» **Exercise prompt**:
Filter the records below and copy every line that contains the word "castle". Matching is case-sensitive.

# # #

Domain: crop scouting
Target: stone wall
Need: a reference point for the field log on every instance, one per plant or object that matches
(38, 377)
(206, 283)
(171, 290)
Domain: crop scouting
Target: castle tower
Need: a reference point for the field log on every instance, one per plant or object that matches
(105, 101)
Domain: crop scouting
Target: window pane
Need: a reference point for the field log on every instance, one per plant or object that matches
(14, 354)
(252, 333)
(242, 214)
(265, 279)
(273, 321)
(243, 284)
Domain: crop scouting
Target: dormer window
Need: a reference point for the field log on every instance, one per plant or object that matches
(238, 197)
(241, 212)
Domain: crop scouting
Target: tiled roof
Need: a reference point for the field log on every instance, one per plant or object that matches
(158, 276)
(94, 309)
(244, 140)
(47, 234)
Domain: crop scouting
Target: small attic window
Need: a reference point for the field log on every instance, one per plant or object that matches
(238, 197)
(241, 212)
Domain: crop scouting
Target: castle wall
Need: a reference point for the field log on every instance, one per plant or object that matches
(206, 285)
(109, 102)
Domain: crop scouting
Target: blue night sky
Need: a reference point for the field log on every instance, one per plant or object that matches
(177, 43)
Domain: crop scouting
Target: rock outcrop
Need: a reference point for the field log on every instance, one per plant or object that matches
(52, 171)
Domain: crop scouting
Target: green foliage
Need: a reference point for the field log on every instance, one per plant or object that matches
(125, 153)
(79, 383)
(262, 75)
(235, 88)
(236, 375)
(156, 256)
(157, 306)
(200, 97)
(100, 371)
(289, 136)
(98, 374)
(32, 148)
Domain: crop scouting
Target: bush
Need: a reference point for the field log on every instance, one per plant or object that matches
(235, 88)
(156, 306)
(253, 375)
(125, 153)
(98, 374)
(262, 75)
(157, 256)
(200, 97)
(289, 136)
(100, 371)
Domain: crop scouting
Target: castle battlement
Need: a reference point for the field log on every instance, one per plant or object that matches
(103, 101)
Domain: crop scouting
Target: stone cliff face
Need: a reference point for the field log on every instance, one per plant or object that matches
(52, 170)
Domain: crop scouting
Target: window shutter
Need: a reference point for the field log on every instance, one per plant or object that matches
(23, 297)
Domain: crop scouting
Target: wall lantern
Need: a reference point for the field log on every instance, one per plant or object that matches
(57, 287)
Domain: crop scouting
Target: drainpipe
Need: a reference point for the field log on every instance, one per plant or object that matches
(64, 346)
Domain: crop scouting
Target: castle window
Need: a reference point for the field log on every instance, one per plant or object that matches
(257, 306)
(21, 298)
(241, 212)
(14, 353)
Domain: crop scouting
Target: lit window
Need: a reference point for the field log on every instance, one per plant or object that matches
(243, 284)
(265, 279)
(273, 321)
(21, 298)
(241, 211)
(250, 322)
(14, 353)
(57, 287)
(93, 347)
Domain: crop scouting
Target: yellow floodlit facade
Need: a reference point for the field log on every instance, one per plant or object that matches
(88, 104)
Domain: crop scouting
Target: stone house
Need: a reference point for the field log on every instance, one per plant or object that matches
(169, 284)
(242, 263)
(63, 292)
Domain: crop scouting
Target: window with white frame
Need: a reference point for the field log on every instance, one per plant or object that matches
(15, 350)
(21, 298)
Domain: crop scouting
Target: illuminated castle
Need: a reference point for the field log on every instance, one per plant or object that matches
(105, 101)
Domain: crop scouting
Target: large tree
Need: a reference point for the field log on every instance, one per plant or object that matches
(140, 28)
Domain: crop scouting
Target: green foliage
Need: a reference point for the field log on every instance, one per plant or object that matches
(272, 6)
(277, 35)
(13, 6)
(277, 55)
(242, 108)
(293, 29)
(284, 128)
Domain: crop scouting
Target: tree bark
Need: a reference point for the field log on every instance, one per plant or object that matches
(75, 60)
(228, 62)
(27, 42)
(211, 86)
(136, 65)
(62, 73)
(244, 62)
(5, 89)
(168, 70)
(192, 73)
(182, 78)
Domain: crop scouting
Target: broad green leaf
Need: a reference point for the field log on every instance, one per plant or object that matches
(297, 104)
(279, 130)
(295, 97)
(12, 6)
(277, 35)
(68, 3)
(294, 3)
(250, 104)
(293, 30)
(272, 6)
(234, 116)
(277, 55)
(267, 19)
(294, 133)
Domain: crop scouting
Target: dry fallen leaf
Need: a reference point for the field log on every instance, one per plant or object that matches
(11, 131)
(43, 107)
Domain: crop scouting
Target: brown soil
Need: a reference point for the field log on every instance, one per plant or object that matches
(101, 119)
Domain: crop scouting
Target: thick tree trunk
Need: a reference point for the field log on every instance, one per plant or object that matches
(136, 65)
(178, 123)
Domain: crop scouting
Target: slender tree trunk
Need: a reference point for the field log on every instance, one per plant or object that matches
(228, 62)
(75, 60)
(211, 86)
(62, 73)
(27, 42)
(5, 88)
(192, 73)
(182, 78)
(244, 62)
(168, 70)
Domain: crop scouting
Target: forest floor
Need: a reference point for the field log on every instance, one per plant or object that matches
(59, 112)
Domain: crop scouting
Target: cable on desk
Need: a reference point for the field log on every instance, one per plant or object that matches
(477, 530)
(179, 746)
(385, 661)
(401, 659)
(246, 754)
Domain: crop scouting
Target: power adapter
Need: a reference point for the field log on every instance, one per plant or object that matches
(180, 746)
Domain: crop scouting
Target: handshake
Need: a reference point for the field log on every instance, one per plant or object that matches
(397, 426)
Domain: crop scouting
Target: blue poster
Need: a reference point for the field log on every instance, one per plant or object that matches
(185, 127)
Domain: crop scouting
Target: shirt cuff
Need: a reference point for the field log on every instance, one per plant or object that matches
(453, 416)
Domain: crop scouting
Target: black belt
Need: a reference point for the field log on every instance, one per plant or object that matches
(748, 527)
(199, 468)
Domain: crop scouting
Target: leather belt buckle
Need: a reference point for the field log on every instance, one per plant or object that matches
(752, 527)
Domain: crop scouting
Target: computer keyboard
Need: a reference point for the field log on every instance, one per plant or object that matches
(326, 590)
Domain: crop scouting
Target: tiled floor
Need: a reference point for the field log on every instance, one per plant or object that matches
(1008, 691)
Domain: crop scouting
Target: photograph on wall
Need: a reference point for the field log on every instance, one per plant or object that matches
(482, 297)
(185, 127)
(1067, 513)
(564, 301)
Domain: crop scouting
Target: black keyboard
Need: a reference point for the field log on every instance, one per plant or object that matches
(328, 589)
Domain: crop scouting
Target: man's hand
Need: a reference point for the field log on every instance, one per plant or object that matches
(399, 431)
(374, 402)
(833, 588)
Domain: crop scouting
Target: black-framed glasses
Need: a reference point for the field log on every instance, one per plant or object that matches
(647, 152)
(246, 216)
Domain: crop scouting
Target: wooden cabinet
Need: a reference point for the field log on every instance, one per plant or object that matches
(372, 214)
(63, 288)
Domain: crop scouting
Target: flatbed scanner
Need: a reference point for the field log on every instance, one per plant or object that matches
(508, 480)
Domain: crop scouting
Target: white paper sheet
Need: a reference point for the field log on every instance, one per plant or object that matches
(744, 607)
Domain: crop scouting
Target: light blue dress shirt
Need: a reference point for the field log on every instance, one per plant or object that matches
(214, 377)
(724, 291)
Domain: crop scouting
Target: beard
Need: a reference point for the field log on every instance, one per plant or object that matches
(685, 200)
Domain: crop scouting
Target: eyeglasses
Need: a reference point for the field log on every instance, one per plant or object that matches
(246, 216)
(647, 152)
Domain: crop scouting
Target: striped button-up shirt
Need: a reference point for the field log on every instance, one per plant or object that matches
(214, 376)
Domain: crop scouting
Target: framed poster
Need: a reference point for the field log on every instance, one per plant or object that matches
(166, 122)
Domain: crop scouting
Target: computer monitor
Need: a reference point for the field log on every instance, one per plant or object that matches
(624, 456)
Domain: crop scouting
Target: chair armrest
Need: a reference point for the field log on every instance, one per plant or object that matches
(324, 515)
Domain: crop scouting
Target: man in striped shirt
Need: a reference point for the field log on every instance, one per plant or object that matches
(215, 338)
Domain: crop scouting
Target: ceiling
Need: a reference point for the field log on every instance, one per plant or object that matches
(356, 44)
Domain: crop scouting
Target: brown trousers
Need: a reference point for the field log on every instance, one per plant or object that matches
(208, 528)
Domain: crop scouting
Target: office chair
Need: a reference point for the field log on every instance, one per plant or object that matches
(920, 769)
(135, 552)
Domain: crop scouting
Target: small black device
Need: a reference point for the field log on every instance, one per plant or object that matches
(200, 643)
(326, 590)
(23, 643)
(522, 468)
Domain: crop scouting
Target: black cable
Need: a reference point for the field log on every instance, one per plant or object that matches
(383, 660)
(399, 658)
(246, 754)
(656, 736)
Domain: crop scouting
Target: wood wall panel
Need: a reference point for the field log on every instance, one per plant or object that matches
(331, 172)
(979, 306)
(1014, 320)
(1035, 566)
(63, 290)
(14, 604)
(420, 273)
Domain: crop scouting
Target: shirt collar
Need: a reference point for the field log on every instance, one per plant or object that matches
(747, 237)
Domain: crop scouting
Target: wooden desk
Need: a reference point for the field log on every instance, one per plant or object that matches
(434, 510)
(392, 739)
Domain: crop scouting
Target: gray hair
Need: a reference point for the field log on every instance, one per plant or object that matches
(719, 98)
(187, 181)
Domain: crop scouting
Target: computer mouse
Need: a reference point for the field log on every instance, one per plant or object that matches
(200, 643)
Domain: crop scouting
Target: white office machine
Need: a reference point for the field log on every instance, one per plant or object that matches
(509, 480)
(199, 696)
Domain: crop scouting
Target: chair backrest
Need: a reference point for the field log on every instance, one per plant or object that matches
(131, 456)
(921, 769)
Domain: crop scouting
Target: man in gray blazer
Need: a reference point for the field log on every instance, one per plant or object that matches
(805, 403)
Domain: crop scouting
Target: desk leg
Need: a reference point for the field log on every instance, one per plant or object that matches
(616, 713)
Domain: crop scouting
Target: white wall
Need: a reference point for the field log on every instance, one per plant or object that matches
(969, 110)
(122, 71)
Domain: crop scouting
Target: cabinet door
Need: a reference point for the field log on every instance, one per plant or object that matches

# # #

» **Result**:
Target: castle tower
Target: castle wall
Target: castle battlement
Target: castle window
Target: illuminated castle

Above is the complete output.